- Sayfa alıntısı -
BESİAD Toplantısı’nda önemli açıklamalar

Yarımada Gazetesi 21/11/2016 - 16:21:53 Bu haber 1479 kere okundu
BESİAD Toplantısı’nda önemli açıklamalar

Bodrum Esnaf, Sanayici ve İşadamları Derneği (BESİAD)'nin Geleneksel Perşembe Toplantısı yoğun bir katılım ile gerçekleştirildi. Kamu Alacaklarının Yapılandırılması ilişkin 6736 sayılı kanun ele alındığı ve önemli açıklamaların da yapıldığı toplantıya geçmişte Bodrum Kaymakamlığı ve Turizm Bakanlığı Tanıtma Genel Müdürlüğü görevlerini de yapmış olan, İzmir Vali Yardımcısı Cumhur Güven Taşbaşı da katıldı.

 

BESİAD tarafından gelenekselleşen Prşembe toplantılarının bu seferki konukları

geçmişte Bodrum Kaymakamlığı ve Turizm Bakanlığı Tanıtma Genel Müdürlüğü görevlerini de yapmış olan, İzmir Vali Yardımcısı Cumhur Güven Taşbaşı ile birlikte Muğla Vergi Dairesi Başkanı Hüseyin Bayar, Muğla Vergi Dairesi Grup Müdürü Cenk Cenal ve Bodrum Vergi Dairesi Müdürü Şebnem Tokbay konuşmacı olarak katıldı. Marina Yacth Club'ta düzenlenen toplantıya katılım oldukça yoğun oldu.

Süre daraldı, müracaat için 25 Kasım son gün

Toplantıda BESİAD Başkanı Emre Köroğlu'nun yaptığı açılış konuşmasının ardından söz alan Muğla Vergi Dairesi Başkanı Hüseyin Bayar Bodrum'da böyle bir toplantıya katılmaktan dolayı çok memnun olduğunu anlatarak, 6736 sayılı Kamu Alacaklarının Yapılandırılması ile ilgili sürenin 25 Kasım'da sona erdiğini anımsatarak şunları söyledi;  “Bütün mükelleflerimizin bu yasadan yararlanmalarını tavsiye etmek istiyoruz. Kafanıza takılan herhangi bir soru var ise onu açıklığa kavuşturmaya çalışacağız. Bizim gerek kesinleşmiş kamu alacakları yönünden, gerekse matrah artırımı veya diğer benzeri yapılandırmadan yararlanmanızın size ileride sağlayacağı faydaları belirtmeye çalışacağız." 
6736 sayılı yapılandırma kanunun ne getirdikleri ile ilgili Gelir İdaresi Başkanlığının gönderdiği bir slaytla detaylı bir sunumunu yapan Muğla Vergi Dairesi Grup Müdürü Cenk Cenal, söz konusu kanun ile sadece vergilerin değil, vergilere ilişkin gecikme faizleri, gecikme zamları ve vergi cezalarının da kanun kapsamında yapılandırılabildiğini hatırlattı.

- Görev tanımı -
Haber metninde Cenk Cenal'ın hatırlattığına göre 6736 sayılı kanun kapsamında yapılandırılabilen kalemlerin tamamını listeleyin. Yalnızca yukarıdaki haber metnini esas alın.

- Sağlanan bilgiler -
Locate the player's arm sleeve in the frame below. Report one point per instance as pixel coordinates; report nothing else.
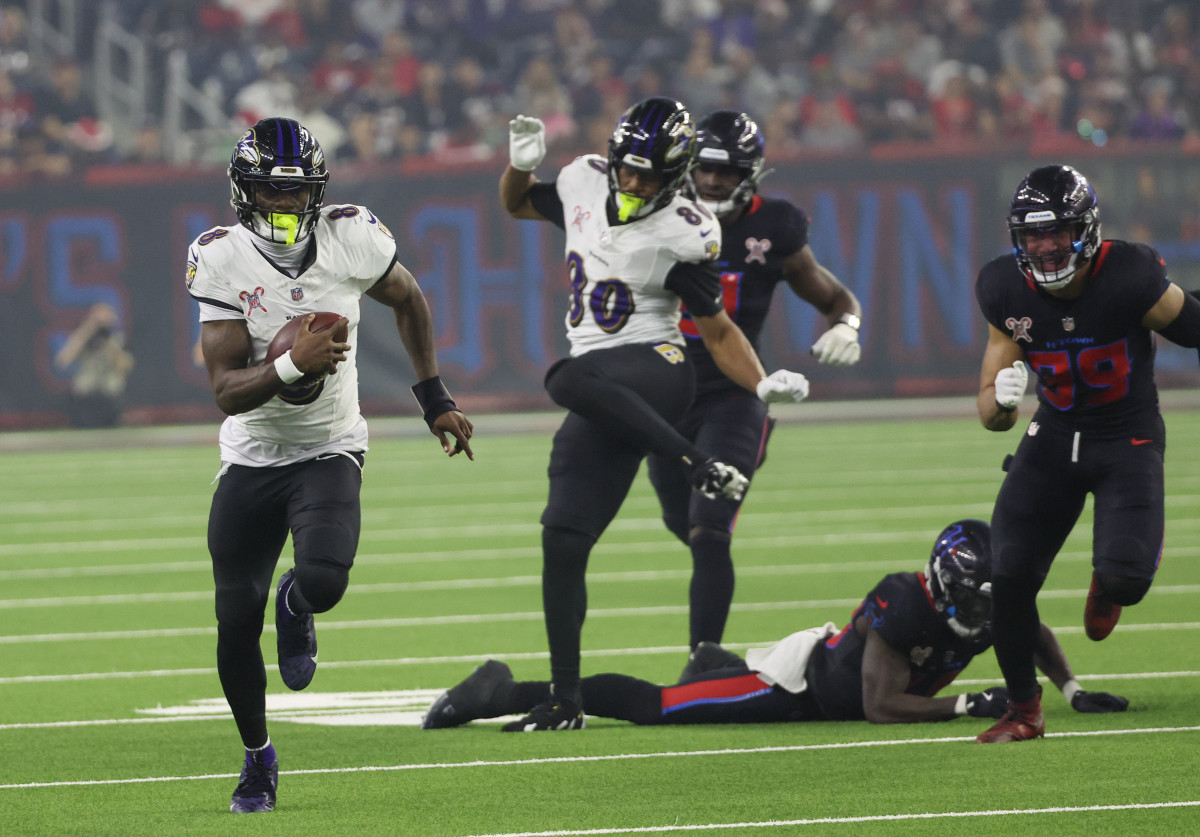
(544, 198)
(697, 284)
(1185, 329)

- Nihai yanıt -
- Vergiler
- Vergilere ilişkin gecikme faizleri
- Gecikme zamları
- Vergi cezaları